▶ [STATED GOAL] Write out the listing exactly as it is given.

▶ [EXTRACTED DATA]
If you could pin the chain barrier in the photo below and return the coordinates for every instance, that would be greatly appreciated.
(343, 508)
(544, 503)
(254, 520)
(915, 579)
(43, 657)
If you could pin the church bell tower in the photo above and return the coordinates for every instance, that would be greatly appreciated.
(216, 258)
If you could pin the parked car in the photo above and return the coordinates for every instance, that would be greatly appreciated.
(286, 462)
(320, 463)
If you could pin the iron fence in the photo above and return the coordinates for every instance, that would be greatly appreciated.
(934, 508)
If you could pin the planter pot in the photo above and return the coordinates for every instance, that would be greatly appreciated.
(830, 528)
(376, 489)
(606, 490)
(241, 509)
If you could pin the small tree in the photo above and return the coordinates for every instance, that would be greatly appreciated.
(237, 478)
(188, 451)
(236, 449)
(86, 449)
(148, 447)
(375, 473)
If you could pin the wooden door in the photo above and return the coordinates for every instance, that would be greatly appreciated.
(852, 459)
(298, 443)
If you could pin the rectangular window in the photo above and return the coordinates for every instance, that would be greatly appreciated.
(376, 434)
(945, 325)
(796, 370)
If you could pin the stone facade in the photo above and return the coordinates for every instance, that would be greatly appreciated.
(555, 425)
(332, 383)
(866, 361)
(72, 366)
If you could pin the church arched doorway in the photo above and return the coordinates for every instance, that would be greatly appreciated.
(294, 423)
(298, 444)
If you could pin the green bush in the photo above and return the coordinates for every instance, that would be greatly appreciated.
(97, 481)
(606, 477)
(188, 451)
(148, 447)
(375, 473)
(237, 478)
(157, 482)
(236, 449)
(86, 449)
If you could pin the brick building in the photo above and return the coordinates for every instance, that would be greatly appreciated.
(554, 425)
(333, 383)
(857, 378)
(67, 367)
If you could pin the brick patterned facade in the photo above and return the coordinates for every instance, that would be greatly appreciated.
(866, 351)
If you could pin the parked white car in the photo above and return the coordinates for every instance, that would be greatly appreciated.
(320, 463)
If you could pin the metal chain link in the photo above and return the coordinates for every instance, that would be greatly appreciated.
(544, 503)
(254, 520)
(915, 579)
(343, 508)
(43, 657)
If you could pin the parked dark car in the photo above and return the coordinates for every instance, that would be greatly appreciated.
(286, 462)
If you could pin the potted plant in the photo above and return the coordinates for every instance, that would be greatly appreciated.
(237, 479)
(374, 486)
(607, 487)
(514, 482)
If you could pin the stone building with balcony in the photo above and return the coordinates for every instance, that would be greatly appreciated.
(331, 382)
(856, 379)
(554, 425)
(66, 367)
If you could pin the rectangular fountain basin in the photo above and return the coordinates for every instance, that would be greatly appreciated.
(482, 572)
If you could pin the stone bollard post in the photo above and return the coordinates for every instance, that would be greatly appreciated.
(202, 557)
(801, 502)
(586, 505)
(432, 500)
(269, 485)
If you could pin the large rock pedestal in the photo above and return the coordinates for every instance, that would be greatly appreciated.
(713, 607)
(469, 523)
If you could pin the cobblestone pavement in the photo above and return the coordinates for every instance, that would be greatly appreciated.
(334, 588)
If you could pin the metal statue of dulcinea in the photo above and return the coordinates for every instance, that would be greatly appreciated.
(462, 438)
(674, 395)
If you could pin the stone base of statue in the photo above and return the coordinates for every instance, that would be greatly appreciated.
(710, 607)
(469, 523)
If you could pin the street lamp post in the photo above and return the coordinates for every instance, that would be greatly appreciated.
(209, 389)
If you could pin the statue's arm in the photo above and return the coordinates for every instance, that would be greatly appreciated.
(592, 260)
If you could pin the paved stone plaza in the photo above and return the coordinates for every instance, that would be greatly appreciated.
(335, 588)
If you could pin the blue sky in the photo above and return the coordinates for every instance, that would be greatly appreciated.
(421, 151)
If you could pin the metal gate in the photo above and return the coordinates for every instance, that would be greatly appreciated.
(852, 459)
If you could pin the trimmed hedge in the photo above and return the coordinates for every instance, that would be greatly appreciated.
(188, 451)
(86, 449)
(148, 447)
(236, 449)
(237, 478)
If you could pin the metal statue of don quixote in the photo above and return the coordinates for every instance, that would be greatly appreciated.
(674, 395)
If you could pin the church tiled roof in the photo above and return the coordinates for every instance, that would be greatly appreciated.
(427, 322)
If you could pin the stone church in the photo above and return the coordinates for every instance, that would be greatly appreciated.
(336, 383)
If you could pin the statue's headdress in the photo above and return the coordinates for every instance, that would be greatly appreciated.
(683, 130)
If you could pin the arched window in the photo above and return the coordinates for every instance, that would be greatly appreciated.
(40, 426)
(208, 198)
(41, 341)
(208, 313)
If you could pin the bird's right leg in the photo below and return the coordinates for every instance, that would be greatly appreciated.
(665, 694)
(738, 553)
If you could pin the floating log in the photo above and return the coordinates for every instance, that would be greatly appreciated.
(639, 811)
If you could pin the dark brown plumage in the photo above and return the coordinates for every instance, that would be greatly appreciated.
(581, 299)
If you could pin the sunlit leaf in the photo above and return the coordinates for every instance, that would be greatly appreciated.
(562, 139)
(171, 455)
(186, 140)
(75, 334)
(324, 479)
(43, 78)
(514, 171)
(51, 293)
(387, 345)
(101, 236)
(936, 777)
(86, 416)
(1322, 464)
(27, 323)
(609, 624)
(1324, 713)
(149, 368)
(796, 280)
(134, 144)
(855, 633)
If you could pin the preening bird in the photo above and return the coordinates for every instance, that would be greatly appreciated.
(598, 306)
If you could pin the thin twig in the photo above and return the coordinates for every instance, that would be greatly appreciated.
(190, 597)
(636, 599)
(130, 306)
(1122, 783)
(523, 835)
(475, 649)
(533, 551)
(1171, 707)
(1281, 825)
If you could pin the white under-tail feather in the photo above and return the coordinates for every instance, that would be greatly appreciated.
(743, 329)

▶ [FINISHED TASK]
If you could pin the chain barrier in the photo below and return the coordinates for every instance, that would be greatly appreciated.
(343, 508)
(544, 503)
(254, 520)
(915, 579)
(43, 657)
If you could pin the church bell tower in the photo above and return the coordinates for every instance, that would be greatly appreciated.
(216, 258)
If you could pin the parked car in the photo above and return the coordinates for every instance, that would be greatly appreciated.
(286, 462)
(320, 463)
If you could pin the iron fence in the photo above and return the coordinates for every instance, that would be greatly appreciated.
(934, 508)
If you could pin the planter pot in the photo above and return the coordinates for every instance, that would be greatly appreciated.
(830, 528)
(376, 489)
(606, 490)
(241, 509)
If you could pin the small tree in the photo above and return the coordinates for every instance, that would be greatly appreciated.
(237, 478)
(188, 451)
(236, 449)
(86, 449)
(148, 447)
(375, 473)
If you could pin the wooden door in the photo above and return the coordinates for every instance, that would be greatly appreciated.
(852, 459)
(298, 443)
If you could pin the rectangular window in the photo above and return the coordinates for every instance, that would be greatly appreciated.
(376, 434)
(945, 325)
(796, 370)
If you could pin the stone facade in the photo above and return the coordinates for every instance, that would be greatly appreciated.
(555, 425)
(332, 383)
(866, 361)
(72, 366)
If you could pin the church arched doorway in the photo above and return the coordinates for every instance, that would be greatly appreciated.
(294, 423)
(298, 444)
If you could pin the green bush in the photo above and return the coordinates for every instance, that would be greatly appreciated.
(97, 481)
(606, 477)
(188, 451)
(148, 447)
(375, 473)
(237, 478)
(157, 482)
(236, 449)
(86, 449)
If you could pin the brick building in the photo above and return the coordinates for every instance, that would be greatly appreciated.
(554, 425)
(333, 383)
(857, 378)
(67, 367)
If you could pin the brick patterned facade in the photo above and return the coordinates for every instance, that would be greatly appreciated.
(866, 351)
If you could pin the parked white car in the photo above and return the coordinates for every instance, that would be greatly appreciated.
(320, 463)
If you could pin the metal chain link in the photo above and return the coordinates for every instance, that would be greatly appreciated.
(544, 503)
(254, 520)
(915, 579)
(343, 508)
(43, 657)
If you could pin the parked dark car in the photo above and return the coordinates for every instance, that would be greatly appreciated.
(286, 462)
If you could pin the potted plant in the photo above and return the coordinates for every instance, that would be greatly appreciated.
(237, 479)
(374, 486)
(607, 487)
(514, 482)
If you could pin the stone building with balcony in the photo above and return the coordinates for every instance, that would be greatly appreciated.
(331, 382)
(856, 379)
(554, 425)
(66, 367)
If you could pin the rectangular fountain basin in the photo above and return the coordinates for every instance, that would be greatly appreciated.
(482, 572)
If you could pin the stone bollard post in the photo above and return the coordinates for every instance, that would be greatly appreciated.
(202, 557)
(801, 502)
(586, 505)
(432, 500)
(269, 485)
If you could pin the large rock pedestal in the photo above and return the coordinates for every instance, that would be greatly appreciated.
(713, 607)
(469, 523)
If you could pin the cobblestone pavement in the photo above and return the coordinates for every instance, that would be greatly appreciated.
(334, 588)
If you could pin the metal statue of dulcinea in the photo above and return the coordinates for every instance, that would be greatly appreciated.
(462, 438)
(674, 395)
If you could pin the stone base of statue in the photo above and return the coordinates for every instance, that would be greatly appreciated.
(710, 607)
(469, 523)
If you could pin the street lamp post in the photo above and return the coordinates for every instance, that would be greatly appreciated.
(209, 389)
If you could pin the statue's arm in the photo above and return the coordinates for every instance, that would be greatly appreciated.
(592, 260)
If you could pin the paved stone plaza in the photo above and return the coordinates for every instance, that would be greatly appreciated.
(335, 588)
If you could pin the blue sky in the photo above and return the coordinates for every instance, that would be greatly appreciated.
(421, 151)
If you could pin the metal gate in the photo above and return the coordinates for every instance, that would be greatly appreciated.
(852, 459)
If you could pin the trimmed hedge in the photo above and return the coordinates for every instance, that would be greatly appreciated.
(188, 451)
(86, 449)
(148, 447)
(236, 449)
(237, 478)
If you could pin the metal statue of don quixote in the photo above and return the coordinates for every instance, that would be greatly appreciated.
(674, 395)
If you could pin the church tiled roof in the photo above and return the coordinates for every instance, that would be greatly appreciated.
(427, 322)
If you could pin the stone church in the photo above and return the coordinates for every instance, that would be greatly appreciated.
(336, 383)
If you could pin the statue's headdress in the photo above and return the coordinates for every instance, that would be greatly appreciated.
(683, 130)
If you could pin the arched window in the photo above and return the coordinates for every instance, that would be greatly appreciated.
(40, 426)
(208, 198)
(41, 341)
(208, 313)
If you could pin the bird's right leg in the photo below and return the coordinates for every instance, that would be greatly appreciated.
(665, 694)
(738, 553)
If you could pin the floating log in the photo above and return the coordinates for every instance, that would be greatly appreciated.
(639, 811)
If you could pin the dark brown plumage in the photo above and return the coordinates for every instance, that would be greatly appreciated.
(581, 299)
If you could pin the sunlit leaf in the photo above and return the coordinates for every instance, that would be greatly appreciated.
(562, 139)
(171, 455)
(186, 140)
(75, 334)
(324, 479)
(43, 78)
(514, 171)
(51, 293)
(387, 345)
(101, 236)
(936, 777)
(86, 416)
(1322, 464)
(27, 323)
(609, 624)
(1324, 713)
(149, 368)
(796, 280)
(134, 144)
(855, 633)
If you could pin the preening bird in the photo above and return the coordinates for every instance, that would be greatly appreciated.
(598, 306)
If you could pin the thin twig in the photo above and return the coordinates for every instance, that would be greatly appreciated.
(190, 597)
(636, 599)
(130, 306)
(1122, 783)
(523, 835)
(475, 649)
(533, 551)
(1171, 707)
(1281, 825)
If you could pin the white under-tail feather in the photo above and return the coordinates for every instance, that would be greatly appreciated.
(743, 329)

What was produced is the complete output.